• **PASSAGE TO READ**:
§ §

The negative effects of stress in a workplace can include increased absenteeism and presenteeism (workers turning up for work when sick and unable to function effectively) and increased accident and injury rates. Absences tend to be longer than those arising from other causes and work-related stress may contribute to increased rates of early retirement. The cost to businesses and society can be substantial.

Solutions
A positive psychosocial environment can enhance performance and personal development, as well as workers’ mental and physical well-being. In this supportive work environment workers’ skills are appropriately matched with their job duties and they are motivated to perform to the best of their ability.

Good job design accommodates an employee’s mental and physical abilities and can help minimize or control workplace stress. Jobs should be reasonably demanding and provide the employee with at least a minimum of variety of job tasks. Employees should be able to learn on the job and continue to learn as their career develops. Allowing for decision making can support employee development and independence. Recognition in the workplace is important and the employee should feel that their job has potential for development.

§ §

• **GIVEN DATA**:
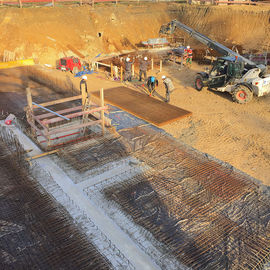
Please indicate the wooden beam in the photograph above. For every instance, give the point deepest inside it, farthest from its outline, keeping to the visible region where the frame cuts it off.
(86, 112)
(102, 112)
(45, 115)
(58, 101)
(30, 113)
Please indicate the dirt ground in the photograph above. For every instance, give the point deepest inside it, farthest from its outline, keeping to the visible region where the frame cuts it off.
(237, 134)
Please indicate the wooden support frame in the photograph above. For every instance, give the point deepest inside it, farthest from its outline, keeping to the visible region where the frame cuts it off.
(41, 124)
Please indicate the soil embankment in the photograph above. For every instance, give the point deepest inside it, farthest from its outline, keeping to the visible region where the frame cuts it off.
(49, 33)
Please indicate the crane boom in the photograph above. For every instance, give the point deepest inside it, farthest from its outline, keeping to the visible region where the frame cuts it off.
(170, 27)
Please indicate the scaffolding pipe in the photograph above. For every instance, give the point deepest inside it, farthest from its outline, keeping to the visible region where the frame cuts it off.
(62, 116)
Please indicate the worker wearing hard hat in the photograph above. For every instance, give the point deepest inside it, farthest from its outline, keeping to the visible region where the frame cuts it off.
(128, 65)
(152, 82)
(168, 86)
(188, 55)
(83, 83)
(143, 68)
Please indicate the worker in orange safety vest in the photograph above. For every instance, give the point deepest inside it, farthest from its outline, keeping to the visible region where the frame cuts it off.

§ §

• **BRIEF 1**: In the workplace stress passage above the listing, switch "substantial" to "considerable" and write out the part that opens with "The negative effects" and closes with "can be substantial.".
• **BRIEF 2**: Resume the workplace stress passage from the point where it stops, adding the text that would come next.

• **TASK ANSWER 1**:
The negative effects of stress in a workplace can include increased absenteeism and presenteeism (workers turning up for work when sick and unable to function effectively) and increased accident and injury rates. Absences tend to be longer than those arising from other causes and work-related stress may contribute to increased rates of early retirement. The cost to businesses and society can be considerable.

• **TASK ANSWER 2**:
Tips from the Morneau-Shepell white paper include:

Support the employee-manager relationship. Employees need to feel safe at work and have trust with their employer. Encouraging open conversations about mental health and reducing stigma can help to create a caring mental health culture.

Training managers to understand and support employees with mental health problems and illnesses is both advantageous and proactive. Normalize mental health throughout your workforce. Supporting people to share their experiences can help break stigma and prevent negative attitudes and behaviours from flourishing.

Use the National Standard of Canada for Psychological Health and Safety in the Workplace – the first of its kind in the world. It is a set of voluntary guidelines, tools and resources intended to guide organizations in promoting mental health and preventing psychological harm at work.

Additional advice for employers:

– Treat all employees in a fair and respectful manner.
– Encourage open conversations about stress and mental health.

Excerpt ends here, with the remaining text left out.